_WHAT TO WORK ON_.
In the copy, keep the lines from the first line of the material below through the line containing "Find the dog's front" exactly as they are, and include no pictures.

_AVAILABLE RECORDS_.

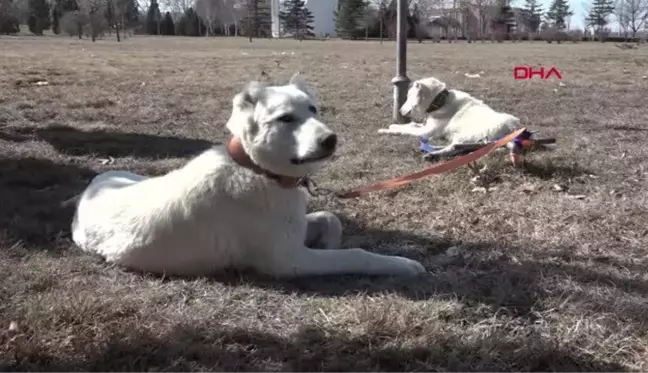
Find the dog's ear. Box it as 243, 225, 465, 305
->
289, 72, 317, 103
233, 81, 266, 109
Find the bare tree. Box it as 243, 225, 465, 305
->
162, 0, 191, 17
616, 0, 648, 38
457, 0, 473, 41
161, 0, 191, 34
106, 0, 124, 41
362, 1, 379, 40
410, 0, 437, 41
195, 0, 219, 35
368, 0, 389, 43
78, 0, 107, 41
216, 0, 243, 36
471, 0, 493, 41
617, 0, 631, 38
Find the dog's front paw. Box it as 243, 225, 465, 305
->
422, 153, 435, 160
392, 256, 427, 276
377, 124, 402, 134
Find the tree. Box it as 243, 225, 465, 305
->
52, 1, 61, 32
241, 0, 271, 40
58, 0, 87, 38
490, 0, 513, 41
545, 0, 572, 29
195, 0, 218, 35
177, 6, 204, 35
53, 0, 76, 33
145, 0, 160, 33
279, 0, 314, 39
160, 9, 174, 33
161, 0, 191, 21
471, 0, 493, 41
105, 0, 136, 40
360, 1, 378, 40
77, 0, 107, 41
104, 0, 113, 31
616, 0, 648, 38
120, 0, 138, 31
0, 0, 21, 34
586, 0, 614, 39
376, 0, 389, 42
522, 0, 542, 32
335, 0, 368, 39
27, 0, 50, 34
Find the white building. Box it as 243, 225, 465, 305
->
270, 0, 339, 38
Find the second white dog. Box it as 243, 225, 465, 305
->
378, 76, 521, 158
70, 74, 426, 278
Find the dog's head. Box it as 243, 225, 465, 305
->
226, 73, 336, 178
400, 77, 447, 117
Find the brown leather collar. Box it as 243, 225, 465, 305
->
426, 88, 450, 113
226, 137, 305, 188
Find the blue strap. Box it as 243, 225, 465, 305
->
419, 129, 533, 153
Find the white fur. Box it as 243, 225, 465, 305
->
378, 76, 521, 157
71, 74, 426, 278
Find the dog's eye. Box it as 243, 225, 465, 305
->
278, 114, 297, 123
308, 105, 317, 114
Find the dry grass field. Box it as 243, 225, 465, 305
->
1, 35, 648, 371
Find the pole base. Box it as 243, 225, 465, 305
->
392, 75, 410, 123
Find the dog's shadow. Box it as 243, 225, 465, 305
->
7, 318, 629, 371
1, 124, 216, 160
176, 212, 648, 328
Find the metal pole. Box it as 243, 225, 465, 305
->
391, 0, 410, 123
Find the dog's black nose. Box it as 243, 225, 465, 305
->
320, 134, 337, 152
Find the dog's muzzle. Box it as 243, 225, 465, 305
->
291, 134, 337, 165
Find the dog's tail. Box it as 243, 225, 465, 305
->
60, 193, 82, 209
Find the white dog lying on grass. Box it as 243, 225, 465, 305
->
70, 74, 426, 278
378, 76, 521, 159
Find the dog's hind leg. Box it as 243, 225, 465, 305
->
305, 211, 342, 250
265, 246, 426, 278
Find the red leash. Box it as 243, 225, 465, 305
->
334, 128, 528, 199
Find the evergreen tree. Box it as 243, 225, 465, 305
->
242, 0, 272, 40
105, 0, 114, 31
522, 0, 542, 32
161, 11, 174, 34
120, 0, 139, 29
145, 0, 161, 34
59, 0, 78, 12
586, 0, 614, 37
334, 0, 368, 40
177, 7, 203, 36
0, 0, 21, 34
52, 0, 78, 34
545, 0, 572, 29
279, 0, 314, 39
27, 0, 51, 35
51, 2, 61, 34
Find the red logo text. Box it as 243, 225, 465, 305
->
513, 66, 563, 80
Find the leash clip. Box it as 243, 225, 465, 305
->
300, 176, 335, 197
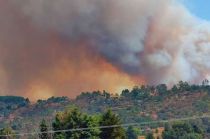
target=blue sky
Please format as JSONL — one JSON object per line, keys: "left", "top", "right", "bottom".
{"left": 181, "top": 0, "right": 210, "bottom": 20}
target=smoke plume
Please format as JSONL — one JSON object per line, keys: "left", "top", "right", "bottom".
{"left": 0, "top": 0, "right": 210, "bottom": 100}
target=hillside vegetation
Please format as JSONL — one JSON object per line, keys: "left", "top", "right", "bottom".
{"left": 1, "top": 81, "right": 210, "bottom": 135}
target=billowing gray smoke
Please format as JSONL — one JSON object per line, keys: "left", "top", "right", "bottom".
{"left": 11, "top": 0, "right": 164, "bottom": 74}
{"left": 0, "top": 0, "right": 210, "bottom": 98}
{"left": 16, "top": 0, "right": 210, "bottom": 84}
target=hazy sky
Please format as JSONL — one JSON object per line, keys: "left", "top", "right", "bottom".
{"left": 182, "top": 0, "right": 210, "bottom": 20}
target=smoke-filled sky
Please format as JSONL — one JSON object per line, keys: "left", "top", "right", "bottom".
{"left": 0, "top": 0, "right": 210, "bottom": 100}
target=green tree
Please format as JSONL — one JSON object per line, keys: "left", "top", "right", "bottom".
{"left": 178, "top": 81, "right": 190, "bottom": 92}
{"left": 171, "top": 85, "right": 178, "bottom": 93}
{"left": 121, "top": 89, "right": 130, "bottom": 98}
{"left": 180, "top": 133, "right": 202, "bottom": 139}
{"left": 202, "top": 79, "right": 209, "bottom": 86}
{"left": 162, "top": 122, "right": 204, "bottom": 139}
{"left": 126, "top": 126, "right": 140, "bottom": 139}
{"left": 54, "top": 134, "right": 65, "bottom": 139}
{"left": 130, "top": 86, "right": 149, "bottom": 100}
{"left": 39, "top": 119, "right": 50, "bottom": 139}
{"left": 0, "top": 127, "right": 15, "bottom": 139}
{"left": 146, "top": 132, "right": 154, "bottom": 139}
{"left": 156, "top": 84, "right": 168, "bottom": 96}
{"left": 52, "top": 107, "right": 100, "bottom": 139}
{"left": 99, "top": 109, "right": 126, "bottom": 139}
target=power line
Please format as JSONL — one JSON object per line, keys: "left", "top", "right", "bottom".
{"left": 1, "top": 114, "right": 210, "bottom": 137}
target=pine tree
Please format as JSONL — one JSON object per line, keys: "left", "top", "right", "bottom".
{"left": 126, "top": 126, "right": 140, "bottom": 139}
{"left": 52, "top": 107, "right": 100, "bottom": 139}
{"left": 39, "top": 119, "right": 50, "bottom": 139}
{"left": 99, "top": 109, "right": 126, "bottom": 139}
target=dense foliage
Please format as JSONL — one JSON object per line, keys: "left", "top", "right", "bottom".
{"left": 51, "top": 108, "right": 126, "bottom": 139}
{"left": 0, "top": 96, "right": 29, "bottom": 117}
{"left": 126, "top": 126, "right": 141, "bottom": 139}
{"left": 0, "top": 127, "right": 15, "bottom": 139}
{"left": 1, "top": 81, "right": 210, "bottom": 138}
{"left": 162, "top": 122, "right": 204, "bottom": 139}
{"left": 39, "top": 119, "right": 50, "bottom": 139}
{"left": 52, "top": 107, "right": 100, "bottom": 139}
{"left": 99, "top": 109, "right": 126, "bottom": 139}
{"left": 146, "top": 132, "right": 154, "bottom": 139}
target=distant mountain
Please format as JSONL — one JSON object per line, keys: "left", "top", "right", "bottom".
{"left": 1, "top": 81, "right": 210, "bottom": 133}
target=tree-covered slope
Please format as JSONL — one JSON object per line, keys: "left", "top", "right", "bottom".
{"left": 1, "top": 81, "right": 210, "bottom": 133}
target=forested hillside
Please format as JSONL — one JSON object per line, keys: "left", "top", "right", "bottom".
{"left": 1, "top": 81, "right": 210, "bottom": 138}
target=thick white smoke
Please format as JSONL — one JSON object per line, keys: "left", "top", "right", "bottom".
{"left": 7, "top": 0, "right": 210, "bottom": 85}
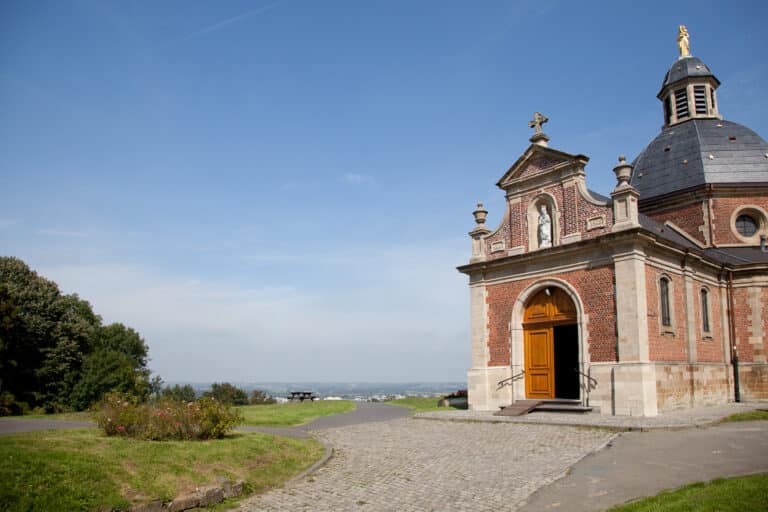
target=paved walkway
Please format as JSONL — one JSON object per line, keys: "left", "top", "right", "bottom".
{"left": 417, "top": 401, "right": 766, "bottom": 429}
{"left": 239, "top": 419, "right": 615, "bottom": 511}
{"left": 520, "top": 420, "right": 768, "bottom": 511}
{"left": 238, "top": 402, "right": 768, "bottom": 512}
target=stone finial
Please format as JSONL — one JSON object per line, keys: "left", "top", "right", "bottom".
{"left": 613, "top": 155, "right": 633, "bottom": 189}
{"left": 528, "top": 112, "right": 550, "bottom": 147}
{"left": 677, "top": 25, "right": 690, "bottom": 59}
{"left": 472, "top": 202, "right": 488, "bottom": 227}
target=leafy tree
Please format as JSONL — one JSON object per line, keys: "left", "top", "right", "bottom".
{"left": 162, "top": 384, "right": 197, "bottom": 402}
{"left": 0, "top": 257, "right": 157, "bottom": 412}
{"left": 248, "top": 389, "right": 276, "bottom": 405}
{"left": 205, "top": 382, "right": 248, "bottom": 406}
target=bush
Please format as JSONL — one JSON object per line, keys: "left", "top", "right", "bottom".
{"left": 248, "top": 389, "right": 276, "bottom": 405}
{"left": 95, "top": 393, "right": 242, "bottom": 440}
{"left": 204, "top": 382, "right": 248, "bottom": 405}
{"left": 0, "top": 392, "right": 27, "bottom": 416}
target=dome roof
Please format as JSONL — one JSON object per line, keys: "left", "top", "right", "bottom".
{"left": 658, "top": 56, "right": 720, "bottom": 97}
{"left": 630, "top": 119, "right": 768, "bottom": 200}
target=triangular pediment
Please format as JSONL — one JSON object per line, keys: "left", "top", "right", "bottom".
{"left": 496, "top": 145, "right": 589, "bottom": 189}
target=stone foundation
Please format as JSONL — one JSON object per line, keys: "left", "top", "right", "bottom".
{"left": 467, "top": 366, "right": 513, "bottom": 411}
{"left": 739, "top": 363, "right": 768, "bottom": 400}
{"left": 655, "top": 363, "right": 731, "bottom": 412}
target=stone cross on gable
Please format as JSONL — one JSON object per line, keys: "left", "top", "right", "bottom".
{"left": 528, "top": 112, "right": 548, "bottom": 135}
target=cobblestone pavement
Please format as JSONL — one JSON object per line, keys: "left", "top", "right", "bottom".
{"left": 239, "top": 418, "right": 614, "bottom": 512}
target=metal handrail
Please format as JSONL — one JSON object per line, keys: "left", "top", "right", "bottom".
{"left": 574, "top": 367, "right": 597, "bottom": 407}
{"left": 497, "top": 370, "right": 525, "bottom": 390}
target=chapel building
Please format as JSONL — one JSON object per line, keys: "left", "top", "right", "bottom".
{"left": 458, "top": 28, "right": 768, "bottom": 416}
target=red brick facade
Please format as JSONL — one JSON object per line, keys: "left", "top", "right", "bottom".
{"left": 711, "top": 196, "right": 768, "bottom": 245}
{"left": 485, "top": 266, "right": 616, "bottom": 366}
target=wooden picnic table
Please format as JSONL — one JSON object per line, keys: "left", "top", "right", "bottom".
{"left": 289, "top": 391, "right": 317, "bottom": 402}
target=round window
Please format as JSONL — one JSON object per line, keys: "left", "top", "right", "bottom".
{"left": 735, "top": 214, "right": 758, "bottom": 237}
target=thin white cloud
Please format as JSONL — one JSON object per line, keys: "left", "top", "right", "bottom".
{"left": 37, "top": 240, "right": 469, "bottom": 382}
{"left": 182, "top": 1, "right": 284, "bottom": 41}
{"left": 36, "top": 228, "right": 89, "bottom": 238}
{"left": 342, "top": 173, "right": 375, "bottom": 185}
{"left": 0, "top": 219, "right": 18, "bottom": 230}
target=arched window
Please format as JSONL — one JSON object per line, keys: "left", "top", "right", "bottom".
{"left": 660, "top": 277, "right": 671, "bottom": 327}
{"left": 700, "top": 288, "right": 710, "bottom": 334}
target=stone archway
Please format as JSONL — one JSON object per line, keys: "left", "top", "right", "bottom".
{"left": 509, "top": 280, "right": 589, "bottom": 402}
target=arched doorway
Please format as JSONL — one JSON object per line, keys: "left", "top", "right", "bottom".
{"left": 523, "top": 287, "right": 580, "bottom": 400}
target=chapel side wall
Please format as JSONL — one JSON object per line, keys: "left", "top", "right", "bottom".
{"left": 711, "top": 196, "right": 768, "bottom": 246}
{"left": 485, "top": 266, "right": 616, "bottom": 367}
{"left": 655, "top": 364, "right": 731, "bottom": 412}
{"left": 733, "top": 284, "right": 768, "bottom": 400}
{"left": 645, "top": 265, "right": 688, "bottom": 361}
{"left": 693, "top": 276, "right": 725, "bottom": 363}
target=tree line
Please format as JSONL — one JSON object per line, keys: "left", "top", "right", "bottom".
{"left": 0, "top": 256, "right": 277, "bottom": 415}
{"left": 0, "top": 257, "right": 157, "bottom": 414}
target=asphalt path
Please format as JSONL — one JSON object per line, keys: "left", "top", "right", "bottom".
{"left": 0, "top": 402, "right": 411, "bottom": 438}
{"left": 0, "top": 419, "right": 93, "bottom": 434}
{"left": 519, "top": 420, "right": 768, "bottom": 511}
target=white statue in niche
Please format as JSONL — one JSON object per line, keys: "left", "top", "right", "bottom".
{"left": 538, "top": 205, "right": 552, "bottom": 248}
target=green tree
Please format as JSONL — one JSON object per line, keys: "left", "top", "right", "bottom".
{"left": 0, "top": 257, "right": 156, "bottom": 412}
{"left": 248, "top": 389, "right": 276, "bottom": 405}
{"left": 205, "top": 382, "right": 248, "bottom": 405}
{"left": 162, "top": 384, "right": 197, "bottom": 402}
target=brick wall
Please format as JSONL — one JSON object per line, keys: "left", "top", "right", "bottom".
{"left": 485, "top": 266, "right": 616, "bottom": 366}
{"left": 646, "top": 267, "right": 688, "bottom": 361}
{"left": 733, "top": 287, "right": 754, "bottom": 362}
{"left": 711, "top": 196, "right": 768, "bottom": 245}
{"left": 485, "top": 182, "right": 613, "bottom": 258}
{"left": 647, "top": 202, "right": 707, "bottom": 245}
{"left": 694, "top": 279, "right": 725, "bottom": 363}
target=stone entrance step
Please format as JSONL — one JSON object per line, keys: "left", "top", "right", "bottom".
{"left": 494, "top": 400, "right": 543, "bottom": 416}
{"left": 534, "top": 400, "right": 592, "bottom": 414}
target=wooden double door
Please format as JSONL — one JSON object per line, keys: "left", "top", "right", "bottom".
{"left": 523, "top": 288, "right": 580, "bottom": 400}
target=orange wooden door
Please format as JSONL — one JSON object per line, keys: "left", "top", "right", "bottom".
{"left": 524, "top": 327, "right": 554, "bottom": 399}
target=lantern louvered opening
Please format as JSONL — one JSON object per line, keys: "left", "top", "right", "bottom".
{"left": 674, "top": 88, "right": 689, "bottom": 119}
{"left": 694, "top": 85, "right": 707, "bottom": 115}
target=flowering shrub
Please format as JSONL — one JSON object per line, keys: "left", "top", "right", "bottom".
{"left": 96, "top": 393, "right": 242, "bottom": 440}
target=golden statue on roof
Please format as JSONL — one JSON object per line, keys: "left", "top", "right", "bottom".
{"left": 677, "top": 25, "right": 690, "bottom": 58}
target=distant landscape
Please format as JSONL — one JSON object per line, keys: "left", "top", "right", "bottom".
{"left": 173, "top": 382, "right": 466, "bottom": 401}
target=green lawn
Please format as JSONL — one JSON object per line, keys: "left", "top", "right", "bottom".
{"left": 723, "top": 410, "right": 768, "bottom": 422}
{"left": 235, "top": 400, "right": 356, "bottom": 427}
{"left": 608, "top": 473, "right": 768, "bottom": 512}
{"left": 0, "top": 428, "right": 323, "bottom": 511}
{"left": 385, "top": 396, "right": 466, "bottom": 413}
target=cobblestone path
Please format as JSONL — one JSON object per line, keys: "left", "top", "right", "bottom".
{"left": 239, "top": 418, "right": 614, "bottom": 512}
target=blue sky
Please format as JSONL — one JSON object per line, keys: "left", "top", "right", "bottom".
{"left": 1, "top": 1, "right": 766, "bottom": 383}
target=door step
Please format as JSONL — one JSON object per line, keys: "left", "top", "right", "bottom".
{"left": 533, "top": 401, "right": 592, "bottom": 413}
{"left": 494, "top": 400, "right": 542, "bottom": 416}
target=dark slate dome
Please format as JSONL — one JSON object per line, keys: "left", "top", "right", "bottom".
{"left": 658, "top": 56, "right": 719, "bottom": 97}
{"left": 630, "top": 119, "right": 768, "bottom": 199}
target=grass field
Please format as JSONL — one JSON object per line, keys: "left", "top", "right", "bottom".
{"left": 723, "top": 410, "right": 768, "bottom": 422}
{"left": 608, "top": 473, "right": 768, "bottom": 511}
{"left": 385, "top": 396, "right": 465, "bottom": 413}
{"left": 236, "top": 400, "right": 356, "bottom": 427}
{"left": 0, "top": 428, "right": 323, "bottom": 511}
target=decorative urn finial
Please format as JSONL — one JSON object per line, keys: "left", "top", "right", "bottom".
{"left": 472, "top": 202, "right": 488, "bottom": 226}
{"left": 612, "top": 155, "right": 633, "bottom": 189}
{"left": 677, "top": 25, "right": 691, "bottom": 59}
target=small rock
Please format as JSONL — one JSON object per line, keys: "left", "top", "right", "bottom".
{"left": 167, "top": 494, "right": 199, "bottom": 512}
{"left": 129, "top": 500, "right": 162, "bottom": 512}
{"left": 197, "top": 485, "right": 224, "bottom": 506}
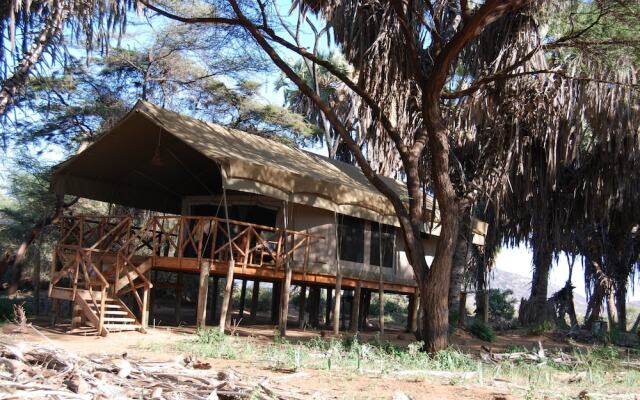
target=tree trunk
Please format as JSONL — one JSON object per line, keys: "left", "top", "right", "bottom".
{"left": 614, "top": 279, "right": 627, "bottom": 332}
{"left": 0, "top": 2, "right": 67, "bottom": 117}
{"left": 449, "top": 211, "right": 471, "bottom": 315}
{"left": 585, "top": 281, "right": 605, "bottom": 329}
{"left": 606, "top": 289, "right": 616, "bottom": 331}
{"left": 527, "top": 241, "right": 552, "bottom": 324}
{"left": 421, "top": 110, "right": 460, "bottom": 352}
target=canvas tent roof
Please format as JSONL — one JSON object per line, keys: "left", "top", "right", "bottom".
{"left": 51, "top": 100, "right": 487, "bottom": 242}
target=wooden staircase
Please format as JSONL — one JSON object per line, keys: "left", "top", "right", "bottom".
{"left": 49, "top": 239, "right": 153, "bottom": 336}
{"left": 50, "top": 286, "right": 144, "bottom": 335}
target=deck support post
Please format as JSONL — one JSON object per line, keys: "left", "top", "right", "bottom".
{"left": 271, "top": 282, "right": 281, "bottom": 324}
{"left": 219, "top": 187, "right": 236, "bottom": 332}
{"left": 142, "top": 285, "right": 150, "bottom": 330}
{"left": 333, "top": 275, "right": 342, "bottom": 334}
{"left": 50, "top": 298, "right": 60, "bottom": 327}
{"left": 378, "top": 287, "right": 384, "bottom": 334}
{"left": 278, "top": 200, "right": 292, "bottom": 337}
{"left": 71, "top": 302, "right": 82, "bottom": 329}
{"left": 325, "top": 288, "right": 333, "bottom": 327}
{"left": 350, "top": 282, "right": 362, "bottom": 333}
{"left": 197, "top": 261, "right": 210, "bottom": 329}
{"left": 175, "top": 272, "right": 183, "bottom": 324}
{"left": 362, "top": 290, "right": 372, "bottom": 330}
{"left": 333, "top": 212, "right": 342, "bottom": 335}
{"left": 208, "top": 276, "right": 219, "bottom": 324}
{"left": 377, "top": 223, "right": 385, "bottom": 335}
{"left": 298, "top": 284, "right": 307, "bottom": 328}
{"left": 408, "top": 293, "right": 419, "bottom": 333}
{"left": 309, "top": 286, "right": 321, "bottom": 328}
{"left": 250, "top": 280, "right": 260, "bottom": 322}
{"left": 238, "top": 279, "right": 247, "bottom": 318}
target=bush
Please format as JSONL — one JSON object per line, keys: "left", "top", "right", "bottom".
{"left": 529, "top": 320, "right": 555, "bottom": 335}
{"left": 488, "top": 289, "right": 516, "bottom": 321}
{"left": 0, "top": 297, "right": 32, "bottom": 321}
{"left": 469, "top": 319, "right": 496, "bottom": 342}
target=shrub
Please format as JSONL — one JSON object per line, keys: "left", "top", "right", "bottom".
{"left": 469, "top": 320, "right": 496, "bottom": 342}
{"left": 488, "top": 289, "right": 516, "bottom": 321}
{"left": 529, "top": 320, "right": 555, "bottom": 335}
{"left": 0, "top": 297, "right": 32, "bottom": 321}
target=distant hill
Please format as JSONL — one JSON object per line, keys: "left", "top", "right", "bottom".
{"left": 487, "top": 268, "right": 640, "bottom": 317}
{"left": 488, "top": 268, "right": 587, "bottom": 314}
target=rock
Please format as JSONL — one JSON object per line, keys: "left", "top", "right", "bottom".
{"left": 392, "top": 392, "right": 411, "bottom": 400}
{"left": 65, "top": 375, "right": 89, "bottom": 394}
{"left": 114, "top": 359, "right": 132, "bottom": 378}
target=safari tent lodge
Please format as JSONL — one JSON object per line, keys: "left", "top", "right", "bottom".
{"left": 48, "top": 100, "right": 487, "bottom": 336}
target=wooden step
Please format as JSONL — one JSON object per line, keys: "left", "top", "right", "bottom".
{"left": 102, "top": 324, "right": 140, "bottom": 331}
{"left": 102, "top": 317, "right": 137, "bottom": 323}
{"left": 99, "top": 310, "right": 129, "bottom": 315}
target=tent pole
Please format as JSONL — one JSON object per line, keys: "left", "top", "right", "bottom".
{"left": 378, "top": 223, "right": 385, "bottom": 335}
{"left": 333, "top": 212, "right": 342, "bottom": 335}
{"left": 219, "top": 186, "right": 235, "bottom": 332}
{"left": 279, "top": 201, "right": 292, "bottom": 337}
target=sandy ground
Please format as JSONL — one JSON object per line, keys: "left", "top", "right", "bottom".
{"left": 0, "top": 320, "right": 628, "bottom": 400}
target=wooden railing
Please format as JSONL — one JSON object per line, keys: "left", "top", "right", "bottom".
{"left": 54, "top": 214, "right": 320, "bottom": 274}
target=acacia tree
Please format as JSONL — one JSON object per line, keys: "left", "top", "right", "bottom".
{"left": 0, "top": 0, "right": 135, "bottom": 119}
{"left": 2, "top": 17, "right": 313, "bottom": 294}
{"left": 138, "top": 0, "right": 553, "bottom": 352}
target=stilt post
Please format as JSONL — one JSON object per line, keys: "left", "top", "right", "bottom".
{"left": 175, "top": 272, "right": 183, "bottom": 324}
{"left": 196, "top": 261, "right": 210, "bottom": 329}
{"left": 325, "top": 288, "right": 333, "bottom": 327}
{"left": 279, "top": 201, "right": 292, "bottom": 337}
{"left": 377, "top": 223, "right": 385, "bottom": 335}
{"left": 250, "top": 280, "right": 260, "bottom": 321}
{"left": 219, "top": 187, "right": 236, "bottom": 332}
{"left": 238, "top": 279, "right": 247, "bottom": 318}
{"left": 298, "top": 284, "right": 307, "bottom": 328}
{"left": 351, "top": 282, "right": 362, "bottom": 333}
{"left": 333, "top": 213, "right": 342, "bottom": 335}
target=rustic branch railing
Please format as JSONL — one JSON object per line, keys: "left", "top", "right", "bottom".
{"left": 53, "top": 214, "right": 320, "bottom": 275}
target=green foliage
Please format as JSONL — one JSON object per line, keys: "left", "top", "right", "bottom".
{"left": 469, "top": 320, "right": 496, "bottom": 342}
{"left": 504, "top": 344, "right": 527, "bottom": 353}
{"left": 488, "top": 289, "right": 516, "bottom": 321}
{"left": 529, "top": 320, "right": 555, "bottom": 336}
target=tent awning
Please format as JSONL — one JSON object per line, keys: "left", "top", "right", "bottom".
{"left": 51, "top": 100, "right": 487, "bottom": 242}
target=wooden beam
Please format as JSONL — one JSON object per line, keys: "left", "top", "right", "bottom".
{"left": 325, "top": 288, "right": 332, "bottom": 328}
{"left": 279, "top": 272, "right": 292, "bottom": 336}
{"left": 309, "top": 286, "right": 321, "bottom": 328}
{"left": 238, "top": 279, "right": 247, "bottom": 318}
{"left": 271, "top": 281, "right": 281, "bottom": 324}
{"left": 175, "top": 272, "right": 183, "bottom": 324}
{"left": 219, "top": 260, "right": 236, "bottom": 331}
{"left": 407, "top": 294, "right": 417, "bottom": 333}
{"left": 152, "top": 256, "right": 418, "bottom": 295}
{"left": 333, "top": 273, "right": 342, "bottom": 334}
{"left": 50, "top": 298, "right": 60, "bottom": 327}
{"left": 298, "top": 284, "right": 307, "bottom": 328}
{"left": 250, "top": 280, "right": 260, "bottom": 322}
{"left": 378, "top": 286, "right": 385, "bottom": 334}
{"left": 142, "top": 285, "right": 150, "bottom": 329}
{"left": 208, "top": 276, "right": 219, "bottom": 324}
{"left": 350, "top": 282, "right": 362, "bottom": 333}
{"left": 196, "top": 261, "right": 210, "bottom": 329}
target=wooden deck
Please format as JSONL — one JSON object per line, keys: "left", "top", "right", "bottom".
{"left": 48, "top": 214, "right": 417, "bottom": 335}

_ANSWER TO THE EXERCISE_.
Find the dog's ear. Box it as 243, 225, 465, 305
->
289, 72, 317, 103
233, 81, 266, 109
Find the bare tree. Box it as 243, 225, 465, 305
->
162, 0, 191, 17
616, 0, 648, 38
457, 0, 473, 41
161, 0, 191, 34
106, 0, 124, 41
362, 1, 379, 40
410, 0, 437, 41
195, 0, 219, 35
368, 0, 389, 43
78, 0, 107, 41
216, 0, 243, 36
471, 0, 493, 41
617, 0, 631, 38
Find the dog's front paw. Box it as 243, 225, 465, 305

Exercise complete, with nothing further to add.